• Direction
Can you return every line of the material below, unchanged and in the same order?

• Supplied data
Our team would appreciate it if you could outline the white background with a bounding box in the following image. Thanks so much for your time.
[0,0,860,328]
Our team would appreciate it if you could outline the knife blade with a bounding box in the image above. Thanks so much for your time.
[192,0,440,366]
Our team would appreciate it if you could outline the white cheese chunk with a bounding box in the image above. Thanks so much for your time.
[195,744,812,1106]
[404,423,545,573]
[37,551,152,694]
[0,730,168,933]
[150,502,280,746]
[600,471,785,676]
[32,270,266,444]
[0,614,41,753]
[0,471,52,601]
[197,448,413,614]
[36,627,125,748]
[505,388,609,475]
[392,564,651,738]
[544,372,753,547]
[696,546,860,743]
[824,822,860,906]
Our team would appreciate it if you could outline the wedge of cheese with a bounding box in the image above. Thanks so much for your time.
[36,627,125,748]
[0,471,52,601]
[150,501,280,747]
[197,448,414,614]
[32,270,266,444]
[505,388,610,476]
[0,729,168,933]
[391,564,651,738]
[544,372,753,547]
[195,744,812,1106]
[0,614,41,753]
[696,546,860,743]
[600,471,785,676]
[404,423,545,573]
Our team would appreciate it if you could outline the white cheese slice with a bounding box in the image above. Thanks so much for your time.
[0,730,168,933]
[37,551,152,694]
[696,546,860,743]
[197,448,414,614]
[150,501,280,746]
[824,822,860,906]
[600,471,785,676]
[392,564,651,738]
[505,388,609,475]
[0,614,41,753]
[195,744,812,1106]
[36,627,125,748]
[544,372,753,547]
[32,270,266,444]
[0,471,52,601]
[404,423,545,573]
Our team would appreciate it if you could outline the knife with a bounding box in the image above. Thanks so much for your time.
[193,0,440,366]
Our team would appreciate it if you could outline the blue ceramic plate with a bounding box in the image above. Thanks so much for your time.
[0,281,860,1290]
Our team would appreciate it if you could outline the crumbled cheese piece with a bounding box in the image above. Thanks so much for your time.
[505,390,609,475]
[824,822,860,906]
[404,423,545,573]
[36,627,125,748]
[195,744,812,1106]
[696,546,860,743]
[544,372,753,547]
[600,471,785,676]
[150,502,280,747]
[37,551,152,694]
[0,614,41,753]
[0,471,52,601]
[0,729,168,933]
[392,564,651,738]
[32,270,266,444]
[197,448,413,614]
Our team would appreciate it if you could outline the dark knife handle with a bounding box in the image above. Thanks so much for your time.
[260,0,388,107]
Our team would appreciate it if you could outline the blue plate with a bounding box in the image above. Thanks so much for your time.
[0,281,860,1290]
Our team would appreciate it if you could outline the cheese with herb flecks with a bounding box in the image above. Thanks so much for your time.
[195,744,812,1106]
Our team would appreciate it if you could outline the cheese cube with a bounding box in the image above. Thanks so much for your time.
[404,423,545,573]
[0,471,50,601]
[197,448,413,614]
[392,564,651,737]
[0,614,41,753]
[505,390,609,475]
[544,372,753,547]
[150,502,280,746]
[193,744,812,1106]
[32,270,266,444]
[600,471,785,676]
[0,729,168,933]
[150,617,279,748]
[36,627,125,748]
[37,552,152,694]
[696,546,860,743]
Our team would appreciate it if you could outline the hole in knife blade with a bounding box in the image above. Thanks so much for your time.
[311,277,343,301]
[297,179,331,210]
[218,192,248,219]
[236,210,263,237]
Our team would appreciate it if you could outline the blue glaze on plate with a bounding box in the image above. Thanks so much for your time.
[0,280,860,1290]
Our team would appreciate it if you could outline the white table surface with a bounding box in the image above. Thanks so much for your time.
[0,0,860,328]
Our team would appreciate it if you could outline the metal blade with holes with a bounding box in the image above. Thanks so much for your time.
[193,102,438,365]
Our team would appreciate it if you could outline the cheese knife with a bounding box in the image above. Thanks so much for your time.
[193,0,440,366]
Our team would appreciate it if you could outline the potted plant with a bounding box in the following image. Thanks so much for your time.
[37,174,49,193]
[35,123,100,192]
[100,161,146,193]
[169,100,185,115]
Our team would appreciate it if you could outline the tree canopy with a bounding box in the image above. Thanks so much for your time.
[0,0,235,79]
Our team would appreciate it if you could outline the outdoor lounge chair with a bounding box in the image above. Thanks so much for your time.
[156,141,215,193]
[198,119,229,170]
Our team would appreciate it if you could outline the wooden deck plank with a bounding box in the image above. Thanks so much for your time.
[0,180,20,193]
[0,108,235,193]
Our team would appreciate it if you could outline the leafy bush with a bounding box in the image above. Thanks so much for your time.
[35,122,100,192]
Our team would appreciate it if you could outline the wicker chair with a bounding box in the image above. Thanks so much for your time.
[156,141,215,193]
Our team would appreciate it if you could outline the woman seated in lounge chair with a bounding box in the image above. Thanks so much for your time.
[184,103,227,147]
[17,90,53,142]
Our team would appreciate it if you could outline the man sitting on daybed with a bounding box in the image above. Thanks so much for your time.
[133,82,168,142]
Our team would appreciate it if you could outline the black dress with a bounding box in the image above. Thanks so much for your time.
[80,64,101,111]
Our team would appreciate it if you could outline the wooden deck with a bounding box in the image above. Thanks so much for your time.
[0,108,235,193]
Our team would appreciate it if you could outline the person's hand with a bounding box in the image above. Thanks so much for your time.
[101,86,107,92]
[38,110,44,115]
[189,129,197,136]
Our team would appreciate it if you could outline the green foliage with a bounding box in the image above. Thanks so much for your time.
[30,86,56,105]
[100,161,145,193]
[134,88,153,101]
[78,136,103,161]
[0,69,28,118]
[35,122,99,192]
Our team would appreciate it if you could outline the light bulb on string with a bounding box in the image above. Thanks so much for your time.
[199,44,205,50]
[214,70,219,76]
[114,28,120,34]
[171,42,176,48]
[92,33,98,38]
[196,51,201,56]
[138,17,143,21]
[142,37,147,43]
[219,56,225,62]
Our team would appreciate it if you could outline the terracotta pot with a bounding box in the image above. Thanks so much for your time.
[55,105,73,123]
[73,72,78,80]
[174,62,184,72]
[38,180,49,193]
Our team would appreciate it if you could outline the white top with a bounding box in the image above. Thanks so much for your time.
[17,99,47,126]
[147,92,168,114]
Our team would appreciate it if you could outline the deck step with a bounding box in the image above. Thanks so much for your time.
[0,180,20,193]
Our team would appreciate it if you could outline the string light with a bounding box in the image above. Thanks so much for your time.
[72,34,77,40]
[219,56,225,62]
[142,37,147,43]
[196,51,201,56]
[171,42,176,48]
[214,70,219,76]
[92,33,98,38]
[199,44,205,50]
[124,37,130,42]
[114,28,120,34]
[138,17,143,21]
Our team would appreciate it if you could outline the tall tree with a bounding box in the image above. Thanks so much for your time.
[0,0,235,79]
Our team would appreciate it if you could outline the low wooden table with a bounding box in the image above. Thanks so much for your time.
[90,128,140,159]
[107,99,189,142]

• Result
Our team would appreciate it if you could outline the white background with a bounding box in the following image. Thanks so much for your time.
[0,0,860,328]
Our team would appreciate it if you could outline the knife blade with a bounding box in the image above. Thanks so much for your time.
[192,0,440,366]
Our team would appreciate it if you could outline the white cheese chunk with a bounding box in the image above. Thanks so much for your time.
[195,744,812,1106]
[404,423,545,573]
[37,551,152,694]
[0,730,168,933]
[150,502,280,746]
[600,471,785,676]
[32,270,266,444]
[0,614,41,753]
[0,471,52,601]
[197,448,413,614]
[36,627,125,748]
[505,388,609,475]
[392,564,651,738]
[544,372,753,547]
[696,546,860,743]
[824,822,860,906]
Our team would appreciate it if you could outline the wedge of cheese with a bounding box in the image above. Thanks so much for your time.
[36,627,125,748]
[0,471,52,601]
[150,501,280,747]
[197,448,414,614]
[32,270,266,444]
[505,388,610,476]
[0,729,168,933]
[391,564,651,738]
[544,372,753,547]
[195,744,812,1106]
[0,614,41,753]
[696,546,860,743]
[600,471,785,676]
[404,423,545,573]
Our team would appreciate it if you could outline the white cheese slice with a bounding box in the image above. Thanks so much for your time.
[0,730,168,933]
[37,551,152,694]
[696,546,860,743]
[197,448,414,614]
[150,501,280,746]
[824,822,860,906]
[600,471,785,676]
[392,564,651,738]
[505,388,609,475]
[0,614,41,753]
[195,744,812,1106]
[36,627,125,748]
[544,372,753,547]
[32,270,266,444]
[0,471,52,601]
[404,423,545,573]
Our team would appreciate it if you could outline the knife with a bounding box in the image above. Thanks so much for your time.
[193,0,440,366]
Our team would appreciate it if you could outline the blue ceramic plate with a bounding box in the image above. Thanks so much for your time.
[0,281,860,1290]
Our team would appreciate it if you could outline the crumbled cheese piece with a bounding box in the image above. Thanks so much for your time.
[505,390,609,475]
[824,822,860,906]
[404,423,545,573]
[36,627,125,748]
[195,744,812,1106]
[696,546,860,743]
[544,372,753,547]
[600,471,785,676]
[150,502,280,747]
[37,551,152,694]
[0,614,41,753]
[0,471,52,601]
[0,729,168,933]
[392,564,651,738]
[32,270,266,444]
[197,448,413,614]
Our team would appreciate it if you could outline the dark knife handle with a bounding box in the image above. Thanks so much for your time.
[260,0,388,107]
Our team would appreciate it if you could outline the blue plate with a bounding box in the image above. Thanks so much for your time.
[0,281,860,1290]
Our team would appreciate it if you could outline the cheese with herb flecks with a bounding box in the image above. Thanks so much for your time.
[195,744,812,1106]
Our team would appreciate it if you could outline the cheese cube with a bounding box in the image above. Thanks so much for your time.
[404,423,545,573]
[0,471,50,601]
[197,448,413,614]
[392,564,651,737]
[0,614,41,753]
[505,390,609,475]
[544,372,753,547]
[150,502,280,746]
[193,744,812,1106]
[32,270,266,444]
[600,471,785,676]
[0,729,168,933]
[150,617,279,748]
[36,627,125,748]
[37,552,152,694]
[696,546,860,743]
Our team would appreciate it if you could outline the hole in knife blade with a bounding box in the image above. Thanks so much for your time.
[311,277,343,301]
[297,179,331,210]
[218,192,248,219]
[236,210,263,237]
Our team would appreciate it if you could outline the blue glaze on plate with a bounding box in the image above. Thanks so much for your time.
[0,280,860,1290]
Our team would appreciate it if you could outline the white table surface with a bounding box in the image above. Thanks so much for your time.
[0,0,860,328]
Our team would appreciate it if you could outline the metal blade with holes with a bounding box in the image above. Thanks so much for your time.
[193,102,438,365]
Our team would appreciate it if you could outline the cheese knife with a bounding box in the image above. Thanks so much for your time.
[193,0,440,366]
Our team would appreciate it if you could outline the potted plant with a bounding box in the following image. Thanks so much for your time.
[37,174,49,193]
[35,123,100,192]
[100,161,146,193]
[169,100,185,115]
Our team would appreciate it if you could outline the tree canopy with a bounding box in the image above. Thanks so much for your time.
[0,0,235,79]
Our team would appreciate it if you could outline the outdoor lounge chair with a bounding box in the image above. Thanks so much for your time.
[156,141,215,193]
[198,119,229,170]
Our team would appreciate it if you could outline the wooden deck plank with a bounding box in the image above. Thanks so much for your time.
[0,180,20,193]
[0,108,235,193]
Our team would appreciate it if you could outline the leafy bush with a bounding box in the image above. Thanks so much for your time.
[35,122,100,192]
Our team would appreciate it if you could outline the wicker chair with a bounding box in the image above. Thanks so much for your time.
[156,141,215,193]
Our team would appreciate it if you could outline the woman seated in lounge chair with a bounding box in the image above. Thanks so much for your time.
[184,103,227,147]
[17,90,53,142]
Our team would appreciate it if you could outline the man sitting on daybed with a bounding box in the image above. Thanks so much for your time.
[133,82,168,142]
Our team would appreciate it if you could outline the black dress with a bounding box in the image above. Thanks so much for your time.
[80,64,101,111]
Our team would appreciate it if you could outline the wooden deck with a bounding box in the image above. Thanks so much for your time.
[0,108,235,193]
Our team would appreciate it if you could outline the person's hand with a bounding box in the image above. Thanks so much for your time.
[101,86,107,92]
[38,110,44,115]
[189,129,197,136]
Our team would appreciate it if you could outline the green foliage with a bounding box in the image above. Thanks so much for your time.
[30,86,56,105]
[100,161,145,193]
[134,88,153,101]
[78,136,103,161]
[0,69,28,118]
[35,122,99,192]
Our team would appreciate it if you could outline the light bulb on string with a bounding box in the image above. Thanks so much for your time.
[199,44,205,50]
[214,70,219,76]
[114,28,120,34]
[171,42,176,48]
[92,33,98,38]
[196,51,201,56]
[138,17,143,21]
[142,37,147,43]
[219,56,225,62]
Our team would appreciate it if you could outline the terracotta pot with a bounding box in the image above. Thanks so much for your time.
[55,105,73,123]
[73,72,78,80]
[174,62,184,72]
[38,180,49,193]
Our team would appreciate it if you could outline the white top with a bounding box in the image above. Thanks so much for your time.
[17,99,47,126]
[147,92,168,114]
Our team would appreciate it if you could outline the deck step with a bounding box in the image above. Thanks so much for your time.
[0,180,20,193]
Our team would appreciate it if you could outline the string light with a bounding box in the image above. Thanks so much for your time.
[72,34,77,40]
[219,56,225,62]
[142,37,147,43]
[196,51,201,56]
[171,42,176,48]
[214,70,219,76]
[92,33,98,38]
[199,44,205,50]
[124,37,130,42]
[114,28,120,34]
[138,17,143,21]
Our team would appreciate it if you could outline the tall tree with a bounding box in the image above. Thanks so much for your time.
[0,0,235,79]
Our team would appreciate it if you could outline the low wooden table with a bounding box in the image above. Thanks so much for your time.
[90,128,140,159]
[107,99,189,142]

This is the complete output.